# WHAT IS ASKED
Count the lines in the data below that contain the string "dark" and give only that number.

# DATA SHOWN

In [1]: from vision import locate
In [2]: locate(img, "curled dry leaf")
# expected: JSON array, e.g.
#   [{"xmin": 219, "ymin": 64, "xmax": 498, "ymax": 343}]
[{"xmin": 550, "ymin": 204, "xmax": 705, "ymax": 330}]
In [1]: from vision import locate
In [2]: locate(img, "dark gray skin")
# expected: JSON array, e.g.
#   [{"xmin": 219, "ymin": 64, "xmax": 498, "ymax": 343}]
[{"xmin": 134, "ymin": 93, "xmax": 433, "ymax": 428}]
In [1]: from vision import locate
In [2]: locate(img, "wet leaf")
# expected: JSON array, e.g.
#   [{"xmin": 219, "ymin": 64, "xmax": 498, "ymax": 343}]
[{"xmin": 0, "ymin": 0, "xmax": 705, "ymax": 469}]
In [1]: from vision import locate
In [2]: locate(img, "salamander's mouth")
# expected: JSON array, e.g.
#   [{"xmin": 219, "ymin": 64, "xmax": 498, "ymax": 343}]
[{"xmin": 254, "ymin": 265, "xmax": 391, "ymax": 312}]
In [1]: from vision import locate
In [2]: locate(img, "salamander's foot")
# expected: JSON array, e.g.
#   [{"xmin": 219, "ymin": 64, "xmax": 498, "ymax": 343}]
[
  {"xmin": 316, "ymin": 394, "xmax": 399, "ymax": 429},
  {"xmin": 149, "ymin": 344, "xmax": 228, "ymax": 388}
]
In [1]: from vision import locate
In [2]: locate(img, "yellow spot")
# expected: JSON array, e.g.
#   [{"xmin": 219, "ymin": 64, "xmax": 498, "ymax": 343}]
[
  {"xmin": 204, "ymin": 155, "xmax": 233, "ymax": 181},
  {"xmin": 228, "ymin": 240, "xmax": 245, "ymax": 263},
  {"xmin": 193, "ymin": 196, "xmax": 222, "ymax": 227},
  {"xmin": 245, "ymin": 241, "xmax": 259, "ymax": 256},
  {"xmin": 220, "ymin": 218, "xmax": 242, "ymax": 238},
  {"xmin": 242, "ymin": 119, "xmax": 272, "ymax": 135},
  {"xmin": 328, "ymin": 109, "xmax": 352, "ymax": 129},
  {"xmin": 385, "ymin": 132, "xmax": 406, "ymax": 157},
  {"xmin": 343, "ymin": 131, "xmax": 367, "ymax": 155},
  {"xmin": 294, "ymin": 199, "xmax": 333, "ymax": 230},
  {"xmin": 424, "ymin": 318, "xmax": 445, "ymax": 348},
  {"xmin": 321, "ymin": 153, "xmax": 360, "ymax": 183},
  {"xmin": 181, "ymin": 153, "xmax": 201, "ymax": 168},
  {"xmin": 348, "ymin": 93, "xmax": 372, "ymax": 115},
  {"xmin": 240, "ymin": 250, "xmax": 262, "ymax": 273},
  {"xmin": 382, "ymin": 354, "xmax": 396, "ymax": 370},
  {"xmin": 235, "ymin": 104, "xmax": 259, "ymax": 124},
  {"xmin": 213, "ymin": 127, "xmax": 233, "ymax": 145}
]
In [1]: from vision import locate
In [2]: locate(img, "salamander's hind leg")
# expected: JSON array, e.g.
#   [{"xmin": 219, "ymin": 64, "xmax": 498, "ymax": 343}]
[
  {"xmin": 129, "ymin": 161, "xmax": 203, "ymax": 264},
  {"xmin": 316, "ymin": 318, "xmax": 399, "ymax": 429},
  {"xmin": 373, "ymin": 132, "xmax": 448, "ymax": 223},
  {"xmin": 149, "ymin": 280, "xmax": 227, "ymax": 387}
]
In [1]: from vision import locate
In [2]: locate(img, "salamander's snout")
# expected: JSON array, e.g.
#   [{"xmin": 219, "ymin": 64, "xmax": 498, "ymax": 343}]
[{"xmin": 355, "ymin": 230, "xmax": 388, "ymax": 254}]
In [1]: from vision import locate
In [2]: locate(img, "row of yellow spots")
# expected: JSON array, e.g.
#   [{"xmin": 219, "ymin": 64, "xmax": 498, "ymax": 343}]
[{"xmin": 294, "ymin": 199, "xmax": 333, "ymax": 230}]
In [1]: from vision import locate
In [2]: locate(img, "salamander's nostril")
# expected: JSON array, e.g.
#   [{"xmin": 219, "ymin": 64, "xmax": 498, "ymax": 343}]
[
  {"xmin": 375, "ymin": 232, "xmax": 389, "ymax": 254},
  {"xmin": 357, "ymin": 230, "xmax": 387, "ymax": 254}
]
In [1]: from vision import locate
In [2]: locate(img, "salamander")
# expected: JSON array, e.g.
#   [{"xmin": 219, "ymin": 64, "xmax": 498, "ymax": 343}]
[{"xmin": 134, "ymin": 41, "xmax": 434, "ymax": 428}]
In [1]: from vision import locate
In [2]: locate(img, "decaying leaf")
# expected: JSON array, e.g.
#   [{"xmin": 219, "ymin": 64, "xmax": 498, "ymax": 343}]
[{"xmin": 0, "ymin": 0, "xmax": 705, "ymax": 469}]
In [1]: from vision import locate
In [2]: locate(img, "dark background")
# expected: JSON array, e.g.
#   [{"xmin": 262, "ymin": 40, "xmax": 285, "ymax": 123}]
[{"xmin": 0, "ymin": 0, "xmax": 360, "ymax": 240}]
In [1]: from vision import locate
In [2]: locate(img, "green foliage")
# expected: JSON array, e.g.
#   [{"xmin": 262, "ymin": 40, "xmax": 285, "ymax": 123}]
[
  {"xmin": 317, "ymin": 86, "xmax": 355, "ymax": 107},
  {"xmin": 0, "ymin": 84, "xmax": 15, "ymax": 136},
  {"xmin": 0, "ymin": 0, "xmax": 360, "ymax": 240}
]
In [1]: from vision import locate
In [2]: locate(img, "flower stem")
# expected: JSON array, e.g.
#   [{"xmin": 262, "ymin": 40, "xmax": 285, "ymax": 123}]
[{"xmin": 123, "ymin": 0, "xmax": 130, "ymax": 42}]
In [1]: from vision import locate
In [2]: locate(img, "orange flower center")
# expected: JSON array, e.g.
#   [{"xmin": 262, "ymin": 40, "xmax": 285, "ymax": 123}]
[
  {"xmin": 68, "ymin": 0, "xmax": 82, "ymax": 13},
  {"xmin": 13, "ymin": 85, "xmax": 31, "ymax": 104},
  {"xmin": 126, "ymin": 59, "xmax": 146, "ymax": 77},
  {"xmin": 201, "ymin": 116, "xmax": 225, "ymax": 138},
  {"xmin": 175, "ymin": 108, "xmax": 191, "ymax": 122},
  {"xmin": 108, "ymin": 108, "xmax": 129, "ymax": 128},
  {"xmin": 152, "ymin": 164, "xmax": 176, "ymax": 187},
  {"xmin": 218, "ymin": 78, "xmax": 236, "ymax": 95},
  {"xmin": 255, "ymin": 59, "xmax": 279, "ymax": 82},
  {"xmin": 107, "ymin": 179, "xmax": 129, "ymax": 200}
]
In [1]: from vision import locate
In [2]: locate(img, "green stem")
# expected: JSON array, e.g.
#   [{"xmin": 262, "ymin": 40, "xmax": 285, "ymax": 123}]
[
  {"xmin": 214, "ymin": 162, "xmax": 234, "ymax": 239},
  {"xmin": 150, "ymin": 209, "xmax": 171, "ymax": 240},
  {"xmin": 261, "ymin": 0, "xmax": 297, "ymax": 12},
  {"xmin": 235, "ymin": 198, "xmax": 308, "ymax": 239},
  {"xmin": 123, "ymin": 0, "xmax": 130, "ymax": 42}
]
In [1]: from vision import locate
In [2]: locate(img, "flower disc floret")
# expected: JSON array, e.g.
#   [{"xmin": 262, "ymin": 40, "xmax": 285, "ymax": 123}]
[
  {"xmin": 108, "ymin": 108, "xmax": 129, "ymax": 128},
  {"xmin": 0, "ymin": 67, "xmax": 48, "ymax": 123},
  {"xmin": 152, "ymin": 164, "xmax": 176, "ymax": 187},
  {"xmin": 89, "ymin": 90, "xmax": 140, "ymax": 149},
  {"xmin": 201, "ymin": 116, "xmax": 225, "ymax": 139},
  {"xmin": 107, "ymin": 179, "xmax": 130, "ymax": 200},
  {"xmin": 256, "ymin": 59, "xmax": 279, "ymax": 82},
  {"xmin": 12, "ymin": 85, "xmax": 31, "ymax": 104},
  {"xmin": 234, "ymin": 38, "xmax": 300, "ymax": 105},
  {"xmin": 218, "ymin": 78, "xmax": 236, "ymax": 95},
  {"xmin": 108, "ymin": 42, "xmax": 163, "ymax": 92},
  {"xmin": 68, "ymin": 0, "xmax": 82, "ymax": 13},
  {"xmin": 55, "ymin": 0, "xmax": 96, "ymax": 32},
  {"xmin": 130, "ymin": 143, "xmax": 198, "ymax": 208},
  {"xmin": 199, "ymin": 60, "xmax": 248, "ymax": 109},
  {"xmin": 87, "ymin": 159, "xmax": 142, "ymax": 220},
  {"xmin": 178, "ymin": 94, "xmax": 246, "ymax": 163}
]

...

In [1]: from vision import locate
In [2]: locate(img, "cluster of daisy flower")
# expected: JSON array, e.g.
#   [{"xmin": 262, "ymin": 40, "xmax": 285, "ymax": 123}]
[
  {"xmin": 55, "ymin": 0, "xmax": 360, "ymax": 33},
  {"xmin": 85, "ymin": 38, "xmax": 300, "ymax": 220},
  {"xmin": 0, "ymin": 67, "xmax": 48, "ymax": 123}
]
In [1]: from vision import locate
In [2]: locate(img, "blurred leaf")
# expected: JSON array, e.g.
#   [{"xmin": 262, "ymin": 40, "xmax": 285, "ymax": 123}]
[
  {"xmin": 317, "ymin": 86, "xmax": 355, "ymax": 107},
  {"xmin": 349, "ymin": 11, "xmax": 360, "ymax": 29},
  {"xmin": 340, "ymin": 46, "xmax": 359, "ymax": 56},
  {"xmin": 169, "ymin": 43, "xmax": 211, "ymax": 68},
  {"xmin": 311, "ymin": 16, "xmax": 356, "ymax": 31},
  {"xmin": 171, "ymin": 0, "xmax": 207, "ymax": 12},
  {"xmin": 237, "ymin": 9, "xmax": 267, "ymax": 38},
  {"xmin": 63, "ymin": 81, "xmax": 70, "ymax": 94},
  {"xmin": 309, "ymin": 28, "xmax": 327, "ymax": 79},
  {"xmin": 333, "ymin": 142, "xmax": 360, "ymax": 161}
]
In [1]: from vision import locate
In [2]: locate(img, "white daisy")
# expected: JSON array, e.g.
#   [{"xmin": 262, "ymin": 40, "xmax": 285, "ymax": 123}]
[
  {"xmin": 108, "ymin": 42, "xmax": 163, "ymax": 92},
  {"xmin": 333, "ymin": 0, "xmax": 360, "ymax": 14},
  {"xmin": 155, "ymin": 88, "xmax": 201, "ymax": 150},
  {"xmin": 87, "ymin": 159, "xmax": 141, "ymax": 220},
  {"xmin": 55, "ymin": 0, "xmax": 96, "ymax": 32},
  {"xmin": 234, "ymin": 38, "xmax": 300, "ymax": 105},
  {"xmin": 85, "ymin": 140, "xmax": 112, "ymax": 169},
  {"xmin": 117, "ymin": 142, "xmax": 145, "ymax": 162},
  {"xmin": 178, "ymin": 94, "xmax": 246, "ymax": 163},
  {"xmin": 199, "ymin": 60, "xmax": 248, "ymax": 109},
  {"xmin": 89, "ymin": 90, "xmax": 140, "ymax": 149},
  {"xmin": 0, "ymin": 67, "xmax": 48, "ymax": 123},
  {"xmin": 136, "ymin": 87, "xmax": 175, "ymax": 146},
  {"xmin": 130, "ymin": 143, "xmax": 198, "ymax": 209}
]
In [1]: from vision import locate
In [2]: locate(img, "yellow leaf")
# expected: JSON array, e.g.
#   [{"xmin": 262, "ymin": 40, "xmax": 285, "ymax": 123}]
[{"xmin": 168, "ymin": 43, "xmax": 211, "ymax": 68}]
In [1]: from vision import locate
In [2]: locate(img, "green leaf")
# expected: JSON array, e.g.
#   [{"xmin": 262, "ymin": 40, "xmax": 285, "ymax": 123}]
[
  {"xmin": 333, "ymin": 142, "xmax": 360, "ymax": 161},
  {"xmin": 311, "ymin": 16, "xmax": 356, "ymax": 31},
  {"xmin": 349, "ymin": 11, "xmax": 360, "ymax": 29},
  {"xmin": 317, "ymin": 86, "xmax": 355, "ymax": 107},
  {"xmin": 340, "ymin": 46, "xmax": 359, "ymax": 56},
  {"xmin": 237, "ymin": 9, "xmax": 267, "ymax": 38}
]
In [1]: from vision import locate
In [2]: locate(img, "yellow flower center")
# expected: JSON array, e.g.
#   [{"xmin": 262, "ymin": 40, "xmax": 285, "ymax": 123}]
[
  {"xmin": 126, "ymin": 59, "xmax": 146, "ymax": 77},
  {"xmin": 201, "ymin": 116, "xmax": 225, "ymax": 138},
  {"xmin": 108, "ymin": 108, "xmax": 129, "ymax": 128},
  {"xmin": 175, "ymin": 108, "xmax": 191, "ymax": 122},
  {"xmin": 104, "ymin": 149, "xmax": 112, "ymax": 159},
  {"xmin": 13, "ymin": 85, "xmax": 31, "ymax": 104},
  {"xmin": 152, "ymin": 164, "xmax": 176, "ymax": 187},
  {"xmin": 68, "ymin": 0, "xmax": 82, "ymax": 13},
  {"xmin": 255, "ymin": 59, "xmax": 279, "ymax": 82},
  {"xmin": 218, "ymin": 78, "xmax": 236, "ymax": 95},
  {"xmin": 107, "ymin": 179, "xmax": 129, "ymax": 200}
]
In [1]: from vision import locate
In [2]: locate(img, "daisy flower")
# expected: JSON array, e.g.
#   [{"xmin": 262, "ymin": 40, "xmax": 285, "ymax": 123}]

--

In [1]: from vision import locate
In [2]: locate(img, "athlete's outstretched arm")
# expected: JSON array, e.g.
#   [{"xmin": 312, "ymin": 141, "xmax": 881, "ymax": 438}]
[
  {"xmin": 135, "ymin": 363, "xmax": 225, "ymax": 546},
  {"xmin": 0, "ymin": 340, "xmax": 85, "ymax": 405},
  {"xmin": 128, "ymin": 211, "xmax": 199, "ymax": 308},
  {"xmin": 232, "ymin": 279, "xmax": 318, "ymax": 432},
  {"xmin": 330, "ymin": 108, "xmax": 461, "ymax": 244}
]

# EXPECTED OUTPUT
2